• RECORD EXCERPTS:
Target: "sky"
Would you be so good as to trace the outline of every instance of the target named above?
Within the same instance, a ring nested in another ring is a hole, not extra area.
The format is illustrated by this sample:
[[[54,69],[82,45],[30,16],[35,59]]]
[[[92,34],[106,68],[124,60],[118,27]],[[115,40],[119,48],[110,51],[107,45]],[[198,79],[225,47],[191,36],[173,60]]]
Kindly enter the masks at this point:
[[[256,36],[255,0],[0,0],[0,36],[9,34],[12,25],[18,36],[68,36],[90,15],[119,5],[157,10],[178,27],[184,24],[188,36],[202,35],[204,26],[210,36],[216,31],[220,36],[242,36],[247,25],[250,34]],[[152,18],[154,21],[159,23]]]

• SHORT TASK:
Print the data above again, line for line and without any changes.

• OUTPUT FOR THIS EXERCISE:
Target: "sky"
Would you be so good as to trace the outline of every instance of the target named above?
Within the same instance, a ring nested in another ring is a hole, not extra area.
The format is illustrated by this sample:
[[[54,69],[82,45],[30,16],[35,59]]]
[[[92,34],[106,68],[124,60],[118,27]],[[115,40],[119,48],[110,51],[107,45]],[[198,79],[225,47],[191,36],[173,60]]]
Kindly enter the masks at this point:
[[[256,36],[255,0],[0,0],[0,36],[9,34],[12,25],[18,36],[68,36],[90,15],[119,5],[157,10],[178,27],[184,24],[188,36],[202,35],[204,26],[210,36],[216,31],[220,36],[242,36],[247,25],[250,34]],[[152,18],[154,21],[159,23]]]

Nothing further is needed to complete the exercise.